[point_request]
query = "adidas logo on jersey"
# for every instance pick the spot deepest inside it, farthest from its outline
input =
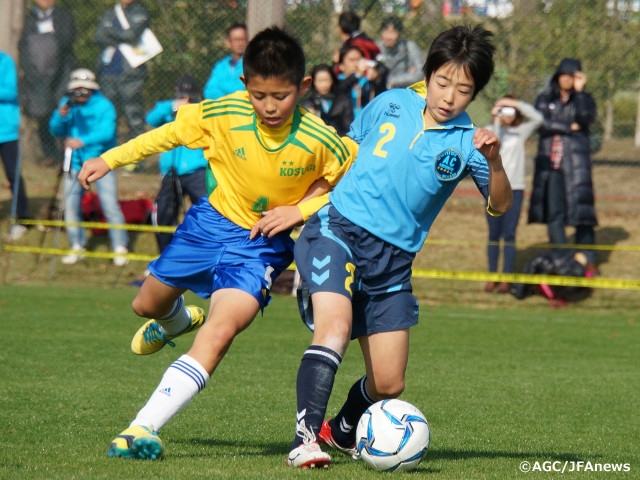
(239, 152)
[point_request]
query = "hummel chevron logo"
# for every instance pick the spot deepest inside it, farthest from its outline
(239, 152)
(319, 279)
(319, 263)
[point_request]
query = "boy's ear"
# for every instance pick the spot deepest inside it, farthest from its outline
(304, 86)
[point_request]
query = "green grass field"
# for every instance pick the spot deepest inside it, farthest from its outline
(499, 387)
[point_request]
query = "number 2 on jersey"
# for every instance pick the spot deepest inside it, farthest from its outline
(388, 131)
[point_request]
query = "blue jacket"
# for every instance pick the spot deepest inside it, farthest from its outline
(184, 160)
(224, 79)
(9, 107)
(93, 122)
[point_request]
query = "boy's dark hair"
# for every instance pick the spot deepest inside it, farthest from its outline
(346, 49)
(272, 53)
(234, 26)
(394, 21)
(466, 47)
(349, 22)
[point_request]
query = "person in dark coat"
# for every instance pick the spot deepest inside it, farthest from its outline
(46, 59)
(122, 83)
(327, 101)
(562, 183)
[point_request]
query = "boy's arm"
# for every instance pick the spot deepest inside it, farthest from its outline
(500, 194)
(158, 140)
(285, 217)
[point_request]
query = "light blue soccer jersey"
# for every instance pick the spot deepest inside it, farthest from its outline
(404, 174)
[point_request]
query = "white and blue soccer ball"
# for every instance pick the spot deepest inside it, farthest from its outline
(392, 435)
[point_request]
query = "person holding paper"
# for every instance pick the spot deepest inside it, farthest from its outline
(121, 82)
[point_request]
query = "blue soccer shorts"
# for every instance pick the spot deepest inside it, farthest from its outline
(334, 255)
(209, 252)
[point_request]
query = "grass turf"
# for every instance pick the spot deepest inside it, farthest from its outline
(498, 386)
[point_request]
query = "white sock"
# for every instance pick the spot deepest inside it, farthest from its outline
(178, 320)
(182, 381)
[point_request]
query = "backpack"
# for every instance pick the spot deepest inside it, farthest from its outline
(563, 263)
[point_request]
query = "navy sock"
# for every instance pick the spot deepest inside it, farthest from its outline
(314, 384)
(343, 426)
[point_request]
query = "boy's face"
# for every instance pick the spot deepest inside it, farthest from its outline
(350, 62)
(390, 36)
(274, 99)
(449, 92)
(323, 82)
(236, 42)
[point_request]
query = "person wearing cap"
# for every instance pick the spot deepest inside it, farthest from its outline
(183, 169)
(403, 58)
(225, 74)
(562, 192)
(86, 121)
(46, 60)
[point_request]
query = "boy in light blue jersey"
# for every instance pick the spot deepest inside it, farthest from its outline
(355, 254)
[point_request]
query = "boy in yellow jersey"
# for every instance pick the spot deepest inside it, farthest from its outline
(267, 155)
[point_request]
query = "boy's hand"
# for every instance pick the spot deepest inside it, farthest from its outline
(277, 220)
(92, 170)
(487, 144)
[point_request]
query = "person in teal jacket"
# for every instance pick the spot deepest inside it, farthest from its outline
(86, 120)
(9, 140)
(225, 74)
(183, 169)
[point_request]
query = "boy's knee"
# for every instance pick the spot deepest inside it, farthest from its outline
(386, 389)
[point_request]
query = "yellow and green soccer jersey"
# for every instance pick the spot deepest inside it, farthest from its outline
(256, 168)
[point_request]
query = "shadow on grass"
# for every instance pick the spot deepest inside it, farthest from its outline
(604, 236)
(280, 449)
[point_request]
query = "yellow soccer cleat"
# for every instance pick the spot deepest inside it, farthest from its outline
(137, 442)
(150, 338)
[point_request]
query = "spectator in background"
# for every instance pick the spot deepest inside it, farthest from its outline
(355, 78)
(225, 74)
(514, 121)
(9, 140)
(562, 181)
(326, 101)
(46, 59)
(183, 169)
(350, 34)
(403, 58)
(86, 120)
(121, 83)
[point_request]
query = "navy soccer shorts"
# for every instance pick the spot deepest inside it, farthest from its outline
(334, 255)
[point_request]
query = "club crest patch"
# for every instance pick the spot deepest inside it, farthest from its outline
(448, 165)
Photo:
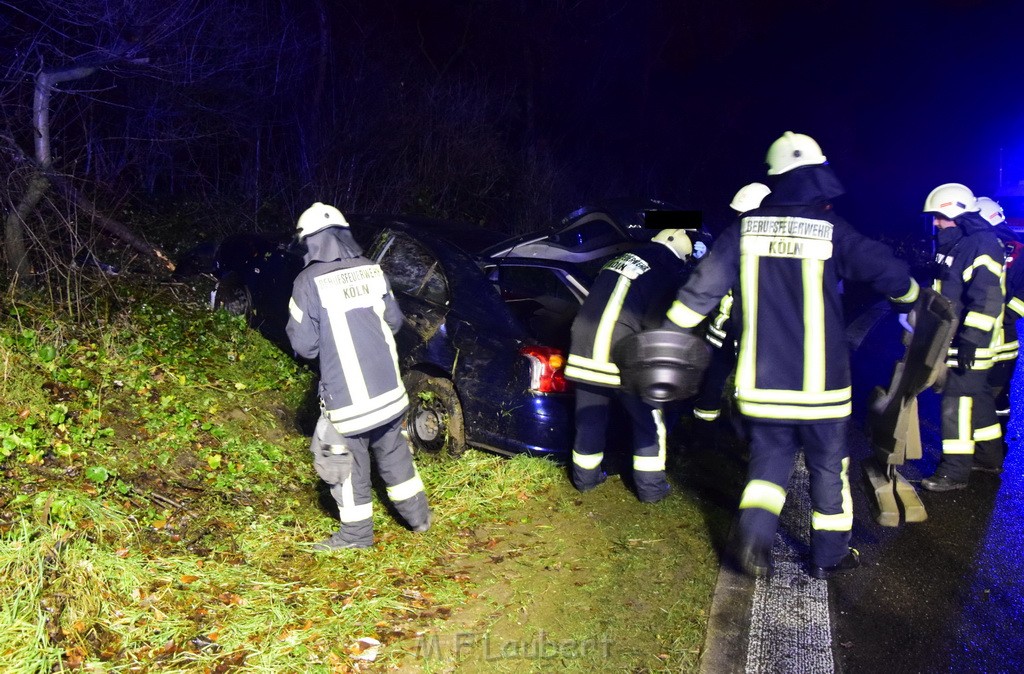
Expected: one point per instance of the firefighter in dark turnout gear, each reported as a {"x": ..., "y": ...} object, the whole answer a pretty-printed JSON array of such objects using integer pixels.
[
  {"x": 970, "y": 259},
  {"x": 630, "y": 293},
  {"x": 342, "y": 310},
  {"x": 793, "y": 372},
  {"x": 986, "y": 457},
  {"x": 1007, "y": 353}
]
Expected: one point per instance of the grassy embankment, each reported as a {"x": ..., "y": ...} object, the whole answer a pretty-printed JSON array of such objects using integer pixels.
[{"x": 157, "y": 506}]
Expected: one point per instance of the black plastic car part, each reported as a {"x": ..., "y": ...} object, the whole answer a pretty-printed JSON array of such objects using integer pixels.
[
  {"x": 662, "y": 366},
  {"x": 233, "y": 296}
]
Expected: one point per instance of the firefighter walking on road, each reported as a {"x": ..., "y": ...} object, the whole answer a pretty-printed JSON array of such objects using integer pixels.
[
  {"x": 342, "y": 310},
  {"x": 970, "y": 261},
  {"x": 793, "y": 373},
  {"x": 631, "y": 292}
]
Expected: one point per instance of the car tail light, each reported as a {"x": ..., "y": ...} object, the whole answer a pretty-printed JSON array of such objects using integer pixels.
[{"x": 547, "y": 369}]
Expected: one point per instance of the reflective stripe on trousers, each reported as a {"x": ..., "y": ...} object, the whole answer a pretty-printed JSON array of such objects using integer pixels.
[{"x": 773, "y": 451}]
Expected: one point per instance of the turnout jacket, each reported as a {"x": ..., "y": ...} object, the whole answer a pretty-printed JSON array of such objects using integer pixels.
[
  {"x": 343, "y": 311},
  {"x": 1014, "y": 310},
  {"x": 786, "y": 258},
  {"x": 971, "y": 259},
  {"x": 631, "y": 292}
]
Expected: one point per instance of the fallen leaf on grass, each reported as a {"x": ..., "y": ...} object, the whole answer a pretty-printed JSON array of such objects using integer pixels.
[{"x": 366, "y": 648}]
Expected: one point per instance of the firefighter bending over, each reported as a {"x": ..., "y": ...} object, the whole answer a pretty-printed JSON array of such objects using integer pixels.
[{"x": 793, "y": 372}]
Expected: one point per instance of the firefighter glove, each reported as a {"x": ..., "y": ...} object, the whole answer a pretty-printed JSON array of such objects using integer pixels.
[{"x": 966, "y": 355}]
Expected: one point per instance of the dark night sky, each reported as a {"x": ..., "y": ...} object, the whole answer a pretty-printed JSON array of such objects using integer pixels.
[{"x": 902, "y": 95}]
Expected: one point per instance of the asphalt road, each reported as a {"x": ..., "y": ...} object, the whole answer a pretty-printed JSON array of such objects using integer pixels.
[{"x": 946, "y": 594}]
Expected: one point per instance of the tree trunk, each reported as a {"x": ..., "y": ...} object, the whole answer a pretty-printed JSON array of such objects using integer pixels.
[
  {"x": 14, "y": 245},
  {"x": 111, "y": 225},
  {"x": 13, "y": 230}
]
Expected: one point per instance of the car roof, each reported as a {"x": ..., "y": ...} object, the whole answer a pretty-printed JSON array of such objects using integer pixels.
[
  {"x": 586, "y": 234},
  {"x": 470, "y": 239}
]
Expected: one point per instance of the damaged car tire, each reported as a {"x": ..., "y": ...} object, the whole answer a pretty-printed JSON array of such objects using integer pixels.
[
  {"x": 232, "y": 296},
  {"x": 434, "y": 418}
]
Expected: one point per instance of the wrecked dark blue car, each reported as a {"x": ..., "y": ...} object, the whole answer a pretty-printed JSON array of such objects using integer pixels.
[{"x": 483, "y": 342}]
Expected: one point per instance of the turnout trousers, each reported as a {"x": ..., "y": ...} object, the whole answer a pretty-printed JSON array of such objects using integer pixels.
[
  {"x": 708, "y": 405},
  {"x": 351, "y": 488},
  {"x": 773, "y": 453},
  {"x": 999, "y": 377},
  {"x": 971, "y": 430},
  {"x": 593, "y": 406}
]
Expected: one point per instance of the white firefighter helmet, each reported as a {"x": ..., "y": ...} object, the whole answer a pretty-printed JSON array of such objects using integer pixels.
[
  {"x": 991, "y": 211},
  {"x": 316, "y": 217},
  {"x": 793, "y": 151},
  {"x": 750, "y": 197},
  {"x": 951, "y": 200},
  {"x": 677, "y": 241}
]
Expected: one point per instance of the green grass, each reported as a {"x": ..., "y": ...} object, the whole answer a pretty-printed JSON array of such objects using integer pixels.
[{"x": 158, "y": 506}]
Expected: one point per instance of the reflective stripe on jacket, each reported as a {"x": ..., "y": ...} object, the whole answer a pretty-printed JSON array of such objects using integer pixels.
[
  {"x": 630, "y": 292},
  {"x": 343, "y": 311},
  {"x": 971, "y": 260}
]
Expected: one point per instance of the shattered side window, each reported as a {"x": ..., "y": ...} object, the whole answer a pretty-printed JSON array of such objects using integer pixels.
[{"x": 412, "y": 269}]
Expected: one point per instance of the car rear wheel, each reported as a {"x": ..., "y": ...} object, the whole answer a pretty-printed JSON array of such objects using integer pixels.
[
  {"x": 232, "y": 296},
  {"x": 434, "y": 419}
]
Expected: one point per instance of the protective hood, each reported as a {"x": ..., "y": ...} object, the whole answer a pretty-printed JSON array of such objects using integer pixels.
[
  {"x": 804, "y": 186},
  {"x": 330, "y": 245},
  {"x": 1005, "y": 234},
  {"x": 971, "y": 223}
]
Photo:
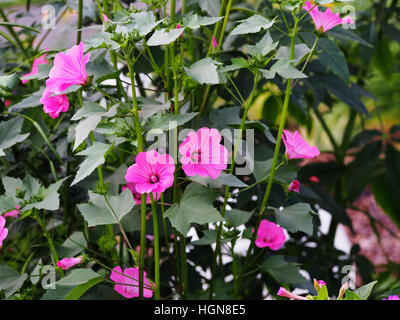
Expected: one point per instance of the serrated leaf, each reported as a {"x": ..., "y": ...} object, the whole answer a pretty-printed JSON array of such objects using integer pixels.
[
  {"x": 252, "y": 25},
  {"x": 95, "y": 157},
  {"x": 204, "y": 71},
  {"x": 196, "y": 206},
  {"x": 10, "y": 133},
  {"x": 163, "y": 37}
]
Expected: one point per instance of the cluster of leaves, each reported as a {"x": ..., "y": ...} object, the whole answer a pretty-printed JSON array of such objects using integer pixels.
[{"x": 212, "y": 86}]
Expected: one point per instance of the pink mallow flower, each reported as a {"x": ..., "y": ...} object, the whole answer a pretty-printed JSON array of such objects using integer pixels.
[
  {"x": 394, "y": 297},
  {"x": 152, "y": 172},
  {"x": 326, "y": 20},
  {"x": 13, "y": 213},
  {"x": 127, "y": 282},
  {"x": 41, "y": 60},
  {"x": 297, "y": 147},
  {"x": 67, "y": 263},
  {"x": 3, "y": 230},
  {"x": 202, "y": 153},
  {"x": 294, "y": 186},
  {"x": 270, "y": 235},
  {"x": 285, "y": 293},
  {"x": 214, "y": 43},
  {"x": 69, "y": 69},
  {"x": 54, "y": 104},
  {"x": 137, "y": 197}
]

* Exercise requirements: Please reproduce, word for word, the stretch of rows from the line containing "Expected: one point per instance of the cluster" through the last of the rows above.

* Reply to the task:
Expected: one point per instance of the cluster of leaves, each reported as a {"x": ..., "y": ...} object, the whole answer a pretty-printed JSON array of such objects using integer pixels.
[{"x": 212, "y": 86}]
Expected: one point per instance of the pink mallow flower, each reported as a {"x": ..., "y": ...} object, the whole answer a pretty-printed JSON array of such objects using integer pixels.
[
  {"x": 394, "y": 297},
  {"x": 152, "y": 172},
  {"x": 326, "y": 20},
  {"x": 13, "y": 213},
  {"x": 127, "y": 282},
  {"x": 41, "y": 60},
  {"x": 297, "y": 147},
  {"x": 67, "y": 263},
  {"x": 3, "y": 230},
  {"x": 202, "y": 153},
  {"x": 294, "y": 186},
  {"x": 270, "y": 235},
  {"x": 285, "y": 293},
  {"x": 214, "y": 43},
  {"x": 69, "y": 69},
  {"x": 54, "y": 104},
  {"x": 137, "y": 197}
]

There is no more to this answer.